> _Task description_
Would you please copy out each entry exactly?
*** Data records Section Begins ***
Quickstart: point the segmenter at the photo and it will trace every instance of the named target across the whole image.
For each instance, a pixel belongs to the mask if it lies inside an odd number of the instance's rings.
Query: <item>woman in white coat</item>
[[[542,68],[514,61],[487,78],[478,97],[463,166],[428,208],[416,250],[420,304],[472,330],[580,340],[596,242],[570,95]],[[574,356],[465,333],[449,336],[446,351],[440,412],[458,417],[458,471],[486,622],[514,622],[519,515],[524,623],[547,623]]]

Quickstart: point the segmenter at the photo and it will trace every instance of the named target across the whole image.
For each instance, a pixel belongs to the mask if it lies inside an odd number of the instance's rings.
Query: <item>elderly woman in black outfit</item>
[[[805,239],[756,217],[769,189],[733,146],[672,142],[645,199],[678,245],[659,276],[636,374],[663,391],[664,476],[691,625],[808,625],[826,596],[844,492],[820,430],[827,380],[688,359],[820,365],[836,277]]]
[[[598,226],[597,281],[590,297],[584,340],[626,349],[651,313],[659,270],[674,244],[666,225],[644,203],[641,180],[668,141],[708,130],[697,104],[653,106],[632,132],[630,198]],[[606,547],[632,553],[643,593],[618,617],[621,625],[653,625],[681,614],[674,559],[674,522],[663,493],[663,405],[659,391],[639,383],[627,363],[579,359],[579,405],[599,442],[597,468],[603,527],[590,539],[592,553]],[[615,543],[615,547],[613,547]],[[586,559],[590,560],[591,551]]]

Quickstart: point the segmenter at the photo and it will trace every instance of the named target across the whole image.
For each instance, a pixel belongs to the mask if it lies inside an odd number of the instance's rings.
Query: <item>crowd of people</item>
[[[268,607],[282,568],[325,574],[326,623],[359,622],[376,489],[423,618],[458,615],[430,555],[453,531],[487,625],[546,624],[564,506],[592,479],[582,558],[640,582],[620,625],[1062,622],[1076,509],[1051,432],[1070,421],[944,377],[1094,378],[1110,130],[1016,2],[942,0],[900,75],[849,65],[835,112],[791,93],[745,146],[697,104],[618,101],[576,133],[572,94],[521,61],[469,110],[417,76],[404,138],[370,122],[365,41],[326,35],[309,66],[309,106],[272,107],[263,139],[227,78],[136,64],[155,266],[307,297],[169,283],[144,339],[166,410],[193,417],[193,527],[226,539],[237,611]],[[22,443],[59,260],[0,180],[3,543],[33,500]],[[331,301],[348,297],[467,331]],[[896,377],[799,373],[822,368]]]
*** Data records Section Ends ***
> _Exercise output_
Quickstart: point the segmenter at the photo and it will trace every instance of the named target across the whole image.
For each instance, a pixel belongs to the mask if it lies inside an odd number of the instance's rings.
Query: <item>woman in white coat</item>
[[[542,68],[514,61],[487,78],[478,97],[463,166],[428,208],[416,250],[420,304],[472,330],[580,340],[596,242],[570,95]],[[574,356],[465,333],[449,336],[446,351],[440,412],[458,417],[458,471],[486,622],[514,622],[519,515],[524,623],[547,623]]]

Quickstart: point the segmenter at the photo and it will trace every instance of the named target across the whole image.
For each instance, a pixel belongs to the mask if it lies inside an odd number of the instance's rings.
Query: <item>elderly woman in black outfit</item>
[[[805,239],[756,217],[769,189],[733,146],[672,142],[645,199],[678,245],[659,276],[636,374],[663,391],[664,476],[691,625],[808,625],[826,596],[844,492],[820,430],[827,380],[688,359],[820,365],[836,277]]]
[[[598,226],[597,281],[590,297],[584,340],[626,349],[651,313],[659,270],[674,244],[666,225],[644,203],[641,180],[668,141],[708,130],[697,104],[653,106],[632,132],[630,198]],[[606,547],[632,553],[643,593],[618,617],[621,625],[653,625],[681,614],[674,559],[674,522],[663,493],[663,405],[659,391],[639,383],[627,363],[579,359],[579,405],[599,442],[597,468],[603,527],[590,539],[592,553]],[[615,543],[615,547],[613,547]],[[586,559],[590,560],[591,551]]]

Quickstart: point the segmenter at the photo and it will trace every instance of the named target across the whole image.
For each instance, a pixel belongs to the mask if it lies inside an odd number of the instance's rings.
Query: <item>crowd of people</item>
[[[268,607],[282,568],[325,574],[326,623],[359,622],[376,489],[423,618],[458,615],[430,555],[453,531],[487,625],[546,624],[564,506],[592,479],[582,558],[640,582],[620,625],[1062,622],[1076,509],[1051,432],[1070,421],[944,377],[1094,378],[1110,130],[1016,2],[942,0],[900,75],[849,65],[835,112],[791,93],[745,146],[697,104],[618,101],[576,133],[572,94],[521,61],[469,110],[417,76],[404,138],[370,122],[365,41],[326,35],[309,66],[309,106],[272,107],[263,139],[227,78],[136,64],[155,266],[307,297],[169,283],[144,339],[166,410],[193,417],[193,527],[226,539],[237,611]],[[22,443],[59,260],[0,180],[3,543],[33,500]],[[331,301],[348,297],[467,331]],[[896,377],[799,373],[822,368]]]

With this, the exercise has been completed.